» **About this task**
Starting from the line containing "positive clicks: (299, 282)", write out the rest of the entries exactly, through the final line, including nothing else.

(Stored dataset items)
━━━━━━
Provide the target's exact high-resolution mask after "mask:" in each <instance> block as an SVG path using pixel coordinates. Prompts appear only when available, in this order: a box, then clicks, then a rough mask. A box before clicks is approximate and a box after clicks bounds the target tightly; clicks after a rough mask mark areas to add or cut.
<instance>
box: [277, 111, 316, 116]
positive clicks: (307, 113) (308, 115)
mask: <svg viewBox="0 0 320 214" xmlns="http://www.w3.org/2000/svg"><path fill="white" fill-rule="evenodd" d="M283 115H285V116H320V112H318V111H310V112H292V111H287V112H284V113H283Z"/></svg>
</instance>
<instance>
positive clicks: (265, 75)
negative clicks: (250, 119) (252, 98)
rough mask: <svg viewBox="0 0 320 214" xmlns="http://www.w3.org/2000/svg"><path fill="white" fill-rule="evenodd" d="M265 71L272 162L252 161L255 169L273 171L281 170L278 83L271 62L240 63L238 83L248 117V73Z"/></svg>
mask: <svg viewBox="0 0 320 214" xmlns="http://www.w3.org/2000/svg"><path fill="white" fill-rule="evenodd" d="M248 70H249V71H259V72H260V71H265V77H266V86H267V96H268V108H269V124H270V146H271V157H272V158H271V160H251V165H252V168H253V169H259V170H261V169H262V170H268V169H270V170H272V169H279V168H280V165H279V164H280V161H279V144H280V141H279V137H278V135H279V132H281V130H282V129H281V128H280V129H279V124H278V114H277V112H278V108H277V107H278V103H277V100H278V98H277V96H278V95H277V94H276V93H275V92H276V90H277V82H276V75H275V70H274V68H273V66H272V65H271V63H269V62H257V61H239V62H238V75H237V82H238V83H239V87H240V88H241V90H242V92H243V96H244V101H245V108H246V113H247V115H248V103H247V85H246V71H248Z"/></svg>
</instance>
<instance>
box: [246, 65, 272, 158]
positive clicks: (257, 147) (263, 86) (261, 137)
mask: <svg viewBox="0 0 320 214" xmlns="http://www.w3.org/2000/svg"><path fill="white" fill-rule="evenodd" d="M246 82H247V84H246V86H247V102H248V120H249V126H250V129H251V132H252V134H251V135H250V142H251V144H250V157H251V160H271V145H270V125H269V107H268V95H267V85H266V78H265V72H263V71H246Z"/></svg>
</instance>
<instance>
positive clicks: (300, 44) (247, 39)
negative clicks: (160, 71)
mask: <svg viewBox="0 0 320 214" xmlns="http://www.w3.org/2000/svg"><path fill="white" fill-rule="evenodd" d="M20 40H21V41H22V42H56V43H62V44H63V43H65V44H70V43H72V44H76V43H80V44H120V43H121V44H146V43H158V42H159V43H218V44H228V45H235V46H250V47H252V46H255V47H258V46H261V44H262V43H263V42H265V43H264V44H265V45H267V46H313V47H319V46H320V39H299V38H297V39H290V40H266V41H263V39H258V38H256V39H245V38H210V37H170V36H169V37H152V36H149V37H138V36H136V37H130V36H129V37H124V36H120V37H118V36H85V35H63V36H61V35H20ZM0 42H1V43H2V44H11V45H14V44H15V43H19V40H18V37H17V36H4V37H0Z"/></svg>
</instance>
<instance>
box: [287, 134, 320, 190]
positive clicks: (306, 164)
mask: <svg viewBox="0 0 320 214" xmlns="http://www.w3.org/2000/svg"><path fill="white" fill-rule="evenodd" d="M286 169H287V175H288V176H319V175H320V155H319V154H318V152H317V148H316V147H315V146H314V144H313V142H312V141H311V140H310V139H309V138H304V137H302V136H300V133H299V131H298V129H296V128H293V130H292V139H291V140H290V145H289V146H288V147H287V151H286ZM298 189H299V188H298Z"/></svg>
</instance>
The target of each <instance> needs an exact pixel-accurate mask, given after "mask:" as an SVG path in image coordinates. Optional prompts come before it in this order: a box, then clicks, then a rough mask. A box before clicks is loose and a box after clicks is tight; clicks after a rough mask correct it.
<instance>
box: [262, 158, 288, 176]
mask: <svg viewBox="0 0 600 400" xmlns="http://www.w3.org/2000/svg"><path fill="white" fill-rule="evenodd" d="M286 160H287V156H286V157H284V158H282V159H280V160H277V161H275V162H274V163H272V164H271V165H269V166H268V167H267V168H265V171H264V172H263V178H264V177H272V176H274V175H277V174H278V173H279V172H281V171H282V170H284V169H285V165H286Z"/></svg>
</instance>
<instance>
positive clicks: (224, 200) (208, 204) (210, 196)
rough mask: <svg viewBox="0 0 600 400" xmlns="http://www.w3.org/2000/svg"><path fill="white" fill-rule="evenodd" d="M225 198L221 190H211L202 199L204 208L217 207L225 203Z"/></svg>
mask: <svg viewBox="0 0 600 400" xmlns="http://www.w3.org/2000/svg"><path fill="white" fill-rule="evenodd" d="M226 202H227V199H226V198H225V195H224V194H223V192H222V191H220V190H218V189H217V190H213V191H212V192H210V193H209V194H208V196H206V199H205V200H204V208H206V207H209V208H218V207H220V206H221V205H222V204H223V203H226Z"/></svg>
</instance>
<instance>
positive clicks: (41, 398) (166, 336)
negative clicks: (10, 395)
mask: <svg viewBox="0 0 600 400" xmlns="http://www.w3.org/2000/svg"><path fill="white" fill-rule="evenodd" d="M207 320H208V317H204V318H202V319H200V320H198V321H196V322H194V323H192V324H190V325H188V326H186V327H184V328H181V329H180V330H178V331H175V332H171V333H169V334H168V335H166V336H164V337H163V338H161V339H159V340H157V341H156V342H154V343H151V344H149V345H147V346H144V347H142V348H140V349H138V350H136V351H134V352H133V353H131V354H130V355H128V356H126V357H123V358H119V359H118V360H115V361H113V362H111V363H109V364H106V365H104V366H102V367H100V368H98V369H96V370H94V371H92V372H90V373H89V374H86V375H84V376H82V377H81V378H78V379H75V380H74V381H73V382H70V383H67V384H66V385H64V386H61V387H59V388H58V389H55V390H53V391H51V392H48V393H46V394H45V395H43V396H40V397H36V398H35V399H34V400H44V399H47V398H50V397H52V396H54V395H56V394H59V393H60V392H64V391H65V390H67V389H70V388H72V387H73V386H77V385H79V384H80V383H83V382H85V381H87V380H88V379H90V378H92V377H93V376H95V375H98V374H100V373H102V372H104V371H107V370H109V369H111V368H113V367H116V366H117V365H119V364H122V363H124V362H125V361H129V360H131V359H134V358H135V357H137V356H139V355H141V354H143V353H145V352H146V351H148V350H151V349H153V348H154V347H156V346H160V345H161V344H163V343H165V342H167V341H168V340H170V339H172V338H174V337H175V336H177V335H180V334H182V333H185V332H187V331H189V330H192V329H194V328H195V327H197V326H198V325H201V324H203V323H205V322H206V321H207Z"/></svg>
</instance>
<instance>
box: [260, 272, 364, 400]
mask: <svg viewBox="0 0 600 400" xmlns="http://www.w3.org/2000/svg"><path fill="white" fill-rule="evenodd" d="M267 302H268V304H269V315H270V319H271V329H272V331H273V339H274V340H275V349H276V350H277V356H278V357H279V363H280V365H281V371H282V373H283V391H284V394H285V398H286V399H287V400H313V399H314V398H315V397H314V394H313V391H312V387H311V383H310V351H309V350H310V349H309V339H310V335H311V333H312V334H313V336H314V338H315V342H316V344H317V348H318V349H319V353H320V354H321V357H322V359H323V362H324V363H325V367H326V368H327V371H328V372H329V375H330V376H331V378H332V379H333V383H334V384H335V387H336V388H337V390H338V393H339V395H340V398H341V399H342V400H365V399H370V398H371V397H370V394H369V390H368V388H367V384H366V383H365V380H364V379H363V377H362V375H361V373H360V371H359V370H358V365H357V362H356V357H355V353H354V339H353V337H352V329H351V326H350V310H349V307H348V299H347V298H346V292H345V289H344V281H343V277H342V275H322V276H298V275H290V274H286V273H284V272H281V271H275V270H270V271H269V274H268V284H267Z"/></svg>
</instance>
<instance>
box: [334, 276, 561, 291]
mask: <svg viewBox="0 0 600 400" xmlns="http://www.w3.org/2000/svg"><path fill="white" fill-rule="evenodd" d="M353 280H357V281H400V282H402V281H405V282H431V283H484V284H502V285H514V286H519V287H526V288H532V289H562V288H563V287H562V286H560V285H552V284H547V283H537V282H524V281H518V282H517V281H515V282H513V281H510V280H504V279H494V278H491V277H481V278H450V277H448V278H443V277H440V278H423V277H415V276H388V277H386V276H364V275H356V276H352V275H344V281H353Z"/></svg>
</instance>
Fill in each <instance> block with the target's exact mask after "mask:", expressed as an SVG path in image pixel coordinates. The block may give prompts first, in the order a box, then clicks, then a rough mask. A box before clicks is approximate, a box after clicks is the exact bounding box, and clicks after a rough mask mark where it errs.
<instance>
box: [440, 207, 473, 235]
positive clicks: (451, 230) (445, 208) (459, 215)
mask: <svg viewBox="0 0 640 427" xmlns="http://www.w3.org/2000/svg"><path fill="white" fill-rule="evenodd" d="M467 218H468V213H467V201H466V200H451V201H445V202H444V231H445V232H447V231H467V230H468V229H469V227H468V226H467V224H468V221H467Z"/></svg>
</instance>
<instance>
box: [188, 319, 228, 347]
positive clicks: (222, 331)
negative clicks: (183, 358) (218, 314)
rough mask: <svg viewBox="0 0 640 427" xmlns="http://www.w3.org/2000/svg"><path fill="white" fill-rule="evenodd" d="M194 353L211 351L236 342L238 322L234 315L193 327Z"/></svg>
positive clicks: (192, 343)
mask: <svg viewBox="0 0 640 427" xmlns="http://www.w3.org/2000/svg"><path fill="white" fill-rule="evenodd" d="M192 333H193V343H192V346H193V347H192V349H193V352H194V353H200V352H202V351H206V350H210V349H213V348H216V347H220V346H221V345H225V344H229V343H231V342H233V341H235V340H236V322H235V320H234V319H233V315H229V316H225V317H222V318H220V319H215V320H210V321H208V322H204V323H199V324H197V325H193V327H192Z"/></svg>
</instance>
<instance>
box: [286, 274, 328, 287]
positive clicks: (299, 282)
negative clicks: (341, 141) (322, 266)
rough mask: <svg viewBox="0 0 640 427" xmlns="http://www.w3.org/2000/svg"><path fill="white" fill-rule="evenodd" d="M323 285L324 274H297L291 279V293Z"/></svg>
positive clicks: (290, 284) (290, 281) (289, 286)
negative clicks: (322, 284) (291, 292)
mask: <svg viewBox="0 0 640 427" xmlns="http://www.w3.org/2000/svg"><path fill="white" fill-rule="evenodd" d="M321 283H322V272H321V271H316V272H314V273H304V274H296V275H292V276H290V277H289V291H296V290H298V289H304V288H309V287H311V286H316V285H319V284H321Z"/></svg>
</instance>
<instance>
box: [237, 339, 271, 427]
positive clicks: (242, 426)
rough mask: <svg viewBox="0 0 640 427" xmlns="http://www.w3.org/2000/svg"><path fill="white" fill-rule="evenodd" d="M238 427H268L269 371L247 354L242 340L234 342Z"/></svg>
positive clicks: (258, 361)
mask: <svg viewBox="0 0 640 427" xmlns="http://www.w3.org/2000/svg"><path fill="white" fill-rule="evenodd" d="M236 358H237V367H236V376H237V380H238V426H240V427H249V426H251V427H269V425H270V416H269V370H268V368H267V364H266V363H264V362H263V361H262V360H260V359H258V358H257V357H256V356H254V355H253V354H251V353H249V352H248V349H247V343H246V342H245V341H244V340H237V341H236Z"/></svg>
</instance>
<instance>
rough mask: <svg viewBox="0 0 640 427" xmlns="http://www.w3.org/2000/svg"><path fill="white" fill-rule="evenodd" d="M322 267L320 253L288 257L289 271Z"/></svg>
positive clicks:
━━━━━━
» **Task response**
positive clicks: (299, 282)
negative clicks: (341, 141) (322, 266)
rough mask: <svg viewBox="0 0 640 427" xmlns="http://www.w3.org/2000/svg"><path fill="white" fill-rule="evenodd" d="M323 285L324 274H297L291 279V293Z"/></svg>
positive clicks: (290, 284) (290, 281) (289, 286)
negative clicks: (322, 284) (291, 292)
mask: <svg viewBox="0 0 640 427" xmlns="http://www.w3.org/2000/svg"><path fill="white" fill-rule="evenodd" d="M321 283H322V272H321V271H316V272H314V273H304V274H296V275H292V276H290V277H289V291H296V290H298V289H304V288H309V287H311V286H316V285H319V284H321Z"/></svg>
</instance>
<instance>
box: [237, 339, 271, 427]
positive clicks: (242, 426)
rough mask: <svg viewBox="0 0 640 427" xmlns="http://www.w3.org/2000/svg"><path fill="white" fill-rule="evenodd" d="M238 427H268L269 371L247 354L242 340L234 342Z"/></svg>
positive clicks: (258, 361)
mask: <svg viewBox="0 0 640 427" xmlns="http://www.w3.org/2000/svg"><path fill="white" fill-rule="evenodd" d="M236 358H237V367H236V376H237V380H238V426H240V427H249V426H251V427H269V425H270V416H269V370H268V368H267V364H266V363H264V362H263V361H262V360H260V359H258V358H257V357H256V356H254V355H253V354H251V353H249V352H248V349H247V343H246V342H245V341H244V340H237V341H236Z"/></svg>
</instance>
<instance>
rough mask: <svg viewBox="0 0 640 427" xmlns="http://www.w3.org/2000/svg"><path fill="white" fill-rule="evenodd" d="M322 267L320 253L288 257L289 271Z"/></svg>
positive clicks:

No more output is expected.